▸ **Region pointing data**
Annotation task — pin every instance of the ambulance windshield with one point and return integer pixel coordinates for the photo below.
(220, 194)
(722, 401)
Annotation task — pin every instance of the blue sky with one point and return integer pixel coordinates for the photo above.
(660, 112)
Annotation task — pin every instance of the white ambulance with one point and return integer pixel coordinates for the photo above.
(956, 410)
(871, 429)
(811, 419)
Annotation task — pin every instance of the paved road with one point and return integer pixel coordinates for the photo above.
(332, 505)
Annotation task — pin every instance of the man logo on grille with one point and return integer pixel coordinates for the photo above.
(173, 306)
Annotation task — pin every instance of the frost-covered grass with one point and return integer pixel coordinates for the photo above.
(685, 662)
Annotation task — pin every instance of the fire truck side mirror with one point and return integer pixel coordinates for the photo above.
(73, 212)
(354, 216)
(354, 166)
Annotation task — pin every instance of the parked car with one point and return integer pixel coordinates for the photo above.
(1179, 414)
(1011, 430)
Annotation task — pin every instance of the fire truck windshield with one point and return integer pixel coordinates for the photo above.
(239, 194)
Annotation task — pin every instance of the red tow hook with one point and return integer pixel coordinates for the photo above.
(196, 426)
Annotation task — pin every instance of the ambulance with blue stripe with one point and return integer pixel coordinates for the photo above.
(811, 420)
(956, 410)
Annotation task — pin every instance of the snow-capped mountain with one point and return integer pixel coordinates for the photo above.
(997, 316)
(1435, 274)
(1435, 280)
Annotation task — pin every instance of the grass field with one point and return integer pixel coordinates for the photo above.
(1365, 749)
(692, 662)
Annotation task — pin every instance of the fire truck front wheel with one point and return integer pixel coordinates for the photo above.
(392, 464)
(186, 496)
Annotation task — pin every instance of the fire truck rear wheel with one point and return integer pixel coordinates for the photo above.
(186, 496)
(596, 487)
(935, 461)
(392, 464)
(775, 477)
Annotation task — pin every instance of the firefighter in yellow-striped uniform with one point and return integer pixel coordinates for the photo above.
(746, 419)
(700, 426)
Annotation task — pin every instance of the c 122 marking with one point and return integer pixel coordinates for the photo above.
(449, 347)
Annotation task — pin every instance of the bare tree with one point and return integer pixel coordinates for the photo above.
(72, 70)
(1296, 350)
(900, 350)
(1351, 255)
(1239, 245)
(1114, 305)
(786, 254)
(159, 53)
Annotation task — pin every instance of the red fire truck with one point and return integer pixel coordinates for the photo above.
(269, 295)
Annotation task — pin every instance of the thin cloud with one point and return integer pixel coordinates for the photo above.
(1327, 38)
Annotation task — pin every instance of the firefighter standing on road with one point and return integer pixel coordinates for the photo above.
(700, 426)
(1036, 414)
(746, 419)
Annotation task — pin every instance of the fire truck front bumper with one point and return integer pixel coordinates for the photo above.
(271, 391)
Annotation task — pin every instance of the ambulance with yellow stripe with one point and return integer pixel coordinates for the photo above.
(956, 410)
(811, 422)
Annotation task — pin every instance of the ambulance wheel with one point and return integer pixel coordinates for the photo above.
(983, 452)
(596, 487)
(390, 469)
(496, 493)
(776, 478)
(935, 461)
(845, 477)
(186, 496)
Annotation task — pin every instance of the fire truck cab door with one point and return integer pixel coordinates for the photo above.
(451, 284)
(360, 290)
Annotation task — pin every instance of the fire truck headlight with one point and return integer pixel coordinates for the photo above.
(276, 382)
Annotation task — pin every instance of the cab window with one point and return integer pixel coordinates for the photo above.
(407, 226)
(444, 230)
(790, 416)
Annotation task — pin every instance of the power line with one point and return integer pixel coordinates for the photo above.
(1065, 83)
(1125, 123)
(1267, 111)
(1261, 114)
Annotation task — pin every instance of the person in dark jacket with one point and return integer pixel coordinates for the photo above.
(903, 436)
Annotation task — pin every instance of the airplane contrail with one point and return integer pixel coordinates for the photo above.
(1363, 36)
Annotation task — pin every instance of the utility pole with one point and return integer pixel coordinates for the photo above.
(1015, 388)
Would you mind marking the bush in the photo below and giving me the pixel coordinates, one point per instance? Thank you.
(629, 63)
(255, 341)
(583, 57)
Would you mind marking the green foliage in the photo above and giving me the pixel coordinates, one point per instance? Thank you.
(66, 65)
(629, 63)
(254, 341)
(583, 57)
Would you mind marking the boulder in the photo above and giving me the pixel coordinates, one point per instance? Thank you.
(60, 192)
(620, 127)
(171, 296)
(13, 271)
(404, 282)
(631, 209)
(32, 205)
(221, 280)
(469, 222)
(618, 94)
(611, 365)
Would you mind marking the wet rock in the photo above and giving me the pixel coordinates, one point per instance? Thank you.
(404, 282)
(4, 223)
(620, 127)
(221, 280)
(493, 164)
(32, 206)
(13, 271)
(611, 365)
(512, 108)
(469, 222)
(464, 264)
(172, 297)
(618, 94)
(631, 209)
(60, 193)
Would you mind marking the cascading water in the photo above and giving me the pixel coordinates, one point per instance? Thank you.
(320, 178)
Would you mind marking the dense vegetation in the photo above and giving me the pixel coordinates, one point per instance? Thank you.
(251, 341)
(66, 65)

▸ **Task directions**
The records above must be retyped in full, exactly as written.

▸ **Solution for this problem**
Annotation task — pin every instance of the ambulance windshield with one point and return integer pixel coordinates for the photo below.
(220, 194)
(722, 401)
Annotation task — pin every instance of the blue sky with one point and return integer pixel coordinates for the photo above.
(660, 112)
Annotation task — pin every instance of the white ambulance with one point and return integer pixel coordinates for the photo above.
(956, 410)
(871, 429)
(811, 419)
Annotation task — pin every instance of the paved road with one point and return integer pixel coordinates for the photo above.
(332, 505)
Annotation task — pin every instance of the man logo on grille with one point and return integer pixel coordinates for the photo above.
(173, 306)
Annotation task — pin every instance of the frost-covered grass with one point and return integer pixel coordinates for the photo above.
(685, 662)
Annotation task — pin every instance of the fire truck side mirror with one point and return integer pixel coordinates for the photo above.
(73, 212)
(354, 216)
(354, 166)
Annotation task — pin every instance of the parked car with one point and return integer pixel coordinates for the photo above.
(1179, 414)
(1011, 430)
Annotation task — pin every instance of the fire truck windshield with one point and return integer pixel coordinates for the photo above.
(239, 194)
Annotation task — pin every instance of the red tow hook with one point and return integer pixel coordinates for the photo above.
(196, 426)
Annotation task — pin every instance of the ambulance with blue stripe with one point and return integer pixel coordinates for the photo above.
(811, 420)
(956, 410)
Annotation task — pin every instance of the snow-capped mountain with one point and return integer pixel coordinates for the photo above.
(997, 316)
(1435, 274)
(1435, 280)
Annotation task — pin every instance of the grass field with one point and return integer pixel coordinates for the photo above.
(1365, 749)
(692, 662)
Annotation task — pin every instance of the fire truck front wheel with one point and return integer pixel coordinates for the photo above.
(392, 464)
(186, 496)
Annotation task — pin every instance of the fire truck rear wheel with one point and return integer pixel coordinates for the photo above.
(186, 496)
(596, 487)
(935, 461)
(392, 464)
(775, 477)
Annotation task — pin every instance of the firefighter in yellow-striped uniform with one point and return integer pixel coordinates for the photo above.
(746, 419)
(700, 426)
Annotation task — pin every instance of the c 122 marking with one point and return integer pixel coordinates for the photo above.
(449, 347)
Annotation task — pin every instance of the bare tree with one point and return integer pixel coordinates for the photo above.
(72, 70)
(1296, 350)
(900, 350)
(1351, 255)
(1239, 245)
(1114, 305)
(786, 254)
(159, 53)
Annotation task — pin every instance of the red fire truck with one point and return integer pixel coordinates for the photo above.
(269, 295)
Annotation task — pin every instance of the thin cloud with one point and return integer pixel coordinates for the photo above.
(1327, 38)
Annotation task — pin every instance of the firefighter standing on road with one point and return integer pixel coordinates for the photo above.
(700, 426)
(1036, 414)
(746, 419)
Annotation task — pin every instance of the fire truck front bumper with one point and return integer pixel coordinates for the photo above.
(271, 391)
Annotation task — pin every instance of the ambulance with yellow stripe with one point and return integer pixel coordinates for the photo above.
(956, 410)
(811, 422)
Annotation task — pin every instance of the ambulance wheel with one point and return integer pixel coordinates for the photo above.
(983, 452)
(596, 487)
(390, 469)
(496, 493)
(776, 478)
(935, 461)
(845, 477)
(186, 496)
Annotation task — pin every instance of the fire truck cab door with one point and return integer pixel coordinates for the photo above.
(451, 284)
(360, 290)
Annotation task — pin every instance of the fire truck headlight with one point and return integer pixel coordinates for the photo above.
(276, 382)
Annotation task — pin every instance of the cab window with one point and return integer pixel coordinates for the photo above.
(407, 226)
(444, 230)
(790, 416)
Annotation task — pin every instance of the power line with one point and return integer pixel coordinates for the photo above.
(1065, 83)
(1125, 123)
(1267, 111)
(1261, 114)
Annotation task — pin every instance of the person in dark jacket with one point and return integer pixel coordinates for the photo above.
(903, 436)
Annotation task — pin every instance of the airplane contrail with one point and return integer pixel coordinates for the photo above.
(1363, 36)
Annotation task — pin every instance of the utility pole with one point and return integer pixel coordinates for the photo above.
(1015, 388)
Would you mind marking the bush in the photo below and giving me the pixel coordinates, one point per instance? Thank you.
(629, 63)
(255, 341)
(583, 57)
Would you mind marking the green foliage in the photo above and giving me the pixel coordinates, one point per instance? Thank you.
(66, 65)
(629, 63)
(254, 341)
(583, 57)
Would you mind marking the boulder in the photo above and giving me the pixel coordinates, one point per instance? Thank you.
(60, 192)
(620, 127)
(171, 296)
(13, 271)
(404, 282)
(631, 209)
(32, 205)
(221, 280)
(469, 222)
(618, 94)
(611, 365)
Would you mind marking the wet rock in the photo above and giving me the pixel coordinates, one point per instance? Thank you.
(404, 282)
(4, 223)
(620, 127)
(221, 280)
(493, 164)
(32, 206)
(13, 271)
(611, 365)
(512, 108)
(469, 222)
(464, 264)
(172, 297)
(618, 94)
(631, 209)
(60, 193)
Would you mind marking the cascading water in the photo above and giving me the pixel coordinates, one point per instance? Thank you.
(320, 178)
Would you mind marking the dense vegetation in the photo above and giving me the pixel coordinates, one point per instance? Thank you.
(251, 341)
(66, 65)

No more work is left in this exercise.